Given exercise: Rescale the listing below from the line with "Kindly point to the trimmed" through its final line, and give every line in that span again, including the request line. Multiply each answer coordinate by 1.2 and round it to a whole number, with halves rounding up. Keep the sample coordinates inside the request unchanged.

Source data:
───
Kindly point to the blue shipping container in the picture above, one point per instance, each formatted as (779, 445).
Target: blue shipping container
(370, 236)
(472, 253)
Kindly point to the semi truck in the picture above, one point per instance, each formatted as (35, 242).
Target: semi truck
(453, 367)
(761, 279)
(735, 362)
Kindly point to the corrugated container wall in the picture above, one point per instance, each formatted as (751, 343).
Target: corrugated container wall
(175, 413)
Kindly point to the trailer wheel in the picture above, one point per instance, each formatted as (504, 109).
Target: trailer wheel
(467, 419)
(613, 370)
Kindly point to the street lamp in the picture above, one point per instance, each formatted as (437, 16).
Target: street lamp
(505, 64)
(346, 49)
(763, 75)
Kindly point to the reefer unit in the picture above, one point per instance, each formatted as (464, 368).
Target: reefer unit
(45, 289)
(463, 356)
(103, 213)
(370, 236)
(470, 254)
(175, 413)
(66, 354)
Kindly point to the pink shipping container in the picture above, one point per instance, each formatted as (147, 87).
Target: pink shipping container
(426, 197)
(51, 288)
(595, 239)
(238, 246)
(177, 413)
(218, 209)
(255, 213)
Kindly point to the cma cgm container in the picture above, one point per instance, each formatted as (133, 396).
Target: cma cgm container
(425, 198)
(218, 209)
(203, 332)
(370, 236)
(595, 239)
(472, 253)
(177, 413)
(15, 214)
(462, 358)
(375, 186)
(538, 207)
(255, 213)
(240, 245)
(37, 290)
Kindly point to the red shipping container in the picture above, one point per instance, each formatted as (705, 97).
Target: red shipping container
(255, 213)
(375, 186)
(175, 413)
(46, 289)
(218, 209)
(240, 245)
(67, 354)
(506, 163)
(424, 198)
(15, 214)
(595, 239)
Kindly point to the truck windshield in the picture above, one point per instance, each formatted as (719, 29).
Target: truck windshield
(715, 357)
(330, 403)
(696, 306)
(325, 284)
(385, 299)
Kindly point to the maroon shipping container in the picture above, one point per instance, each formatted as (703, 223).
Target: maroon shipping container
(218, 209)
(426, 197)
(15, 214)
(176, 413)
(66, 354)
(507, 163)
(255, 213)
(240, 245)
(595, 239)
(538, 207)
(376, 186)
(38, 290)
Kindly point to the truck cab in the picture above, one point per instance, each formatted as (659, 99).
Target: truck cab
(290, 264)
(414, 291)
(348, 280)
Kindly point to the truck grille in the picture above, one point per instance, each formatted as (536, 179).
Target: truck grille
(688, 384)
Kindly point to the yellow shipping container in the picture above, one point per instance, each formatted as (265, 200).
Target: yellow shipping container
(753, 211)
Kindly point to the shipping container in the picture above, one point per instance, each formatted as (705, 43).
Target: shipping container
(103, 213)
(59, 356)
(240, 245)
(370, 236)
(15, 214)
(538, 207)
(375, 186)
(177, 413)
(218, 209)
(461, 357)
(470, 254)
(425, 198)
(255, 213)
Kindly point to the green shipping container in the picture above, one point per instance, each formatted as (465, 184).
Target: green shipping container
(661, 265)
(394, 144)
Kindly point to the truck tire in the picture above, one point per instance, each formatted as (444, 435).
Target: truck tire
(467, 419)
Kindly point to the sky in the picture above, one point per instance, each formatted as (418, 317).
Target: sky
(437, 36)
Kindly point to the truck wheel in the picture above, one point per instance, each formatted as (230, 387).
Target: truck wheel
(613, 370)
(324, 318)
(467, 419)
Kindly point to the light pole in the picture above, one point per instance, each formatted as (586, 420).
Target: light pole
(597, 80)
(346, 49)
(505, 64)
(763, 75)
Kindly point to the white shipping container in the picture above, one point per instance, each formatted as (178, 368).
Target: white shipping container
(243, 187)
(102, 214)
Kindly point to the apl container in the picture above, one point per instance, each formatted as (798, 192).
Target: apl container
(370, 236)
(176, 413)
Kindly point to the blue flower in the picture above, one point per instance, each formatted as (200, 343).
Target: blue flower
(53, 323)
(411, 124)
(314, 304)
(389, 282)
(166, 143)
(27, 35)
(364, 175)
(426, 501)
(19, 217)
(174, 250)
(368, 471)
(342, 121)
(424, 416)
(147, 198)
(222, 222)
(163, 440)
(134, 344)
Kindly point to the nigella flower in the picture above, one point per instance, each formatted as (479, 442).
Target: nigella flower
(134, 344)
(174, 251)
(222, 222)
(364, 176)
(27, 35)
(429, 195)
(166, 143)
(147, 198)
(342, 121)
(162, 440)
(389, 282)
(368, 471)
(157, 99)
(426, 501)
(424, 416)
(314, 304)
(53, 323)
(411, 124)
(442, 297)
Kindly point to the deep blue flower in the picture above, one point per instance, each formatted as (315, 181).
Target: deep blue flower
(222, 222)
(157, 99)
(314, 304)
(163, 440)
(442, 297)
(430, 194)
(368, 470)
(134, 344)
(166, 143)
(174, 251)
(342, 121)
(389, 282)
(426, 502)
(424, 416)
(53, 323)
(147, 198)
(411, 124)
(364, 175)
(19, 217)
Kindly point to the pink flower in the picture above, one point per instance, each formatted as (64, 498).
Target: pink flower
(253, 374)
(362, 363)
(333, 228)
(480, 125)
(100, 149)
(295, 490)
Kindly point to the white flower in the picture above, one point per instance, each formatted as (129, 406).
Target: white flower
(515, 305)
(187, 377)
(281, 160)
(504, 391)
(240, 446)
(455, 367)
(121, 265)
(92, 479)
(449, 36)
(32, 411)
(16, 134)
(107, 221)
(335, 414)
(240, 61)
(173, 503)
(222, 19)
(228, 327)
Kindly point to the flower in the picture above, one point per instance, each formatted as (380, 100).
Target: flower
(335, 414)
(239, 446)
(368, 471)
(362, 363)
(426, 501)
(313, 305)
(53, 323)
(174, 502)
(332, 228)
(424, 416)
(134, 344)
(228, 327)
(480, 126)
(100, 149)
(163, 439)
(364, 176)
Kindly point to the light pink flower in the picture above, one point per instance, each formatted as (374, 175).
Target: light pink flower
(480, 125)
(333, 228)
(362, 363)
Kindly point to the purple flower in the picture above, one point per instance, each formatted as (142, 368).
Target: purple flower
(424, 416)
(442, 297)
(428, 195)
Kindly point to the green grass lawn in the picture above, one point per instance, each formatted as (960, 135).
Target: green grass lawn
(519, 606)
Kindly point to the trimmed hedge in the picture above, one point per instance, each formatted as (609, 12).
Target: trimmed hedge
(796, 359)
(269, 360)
───
Answer to this task:
Kindly point to the trimmed hedge in the picture above, one point per instance, each formatted as (609, 12).
Target: trimmed hedge
(955, 431)
(323, 432)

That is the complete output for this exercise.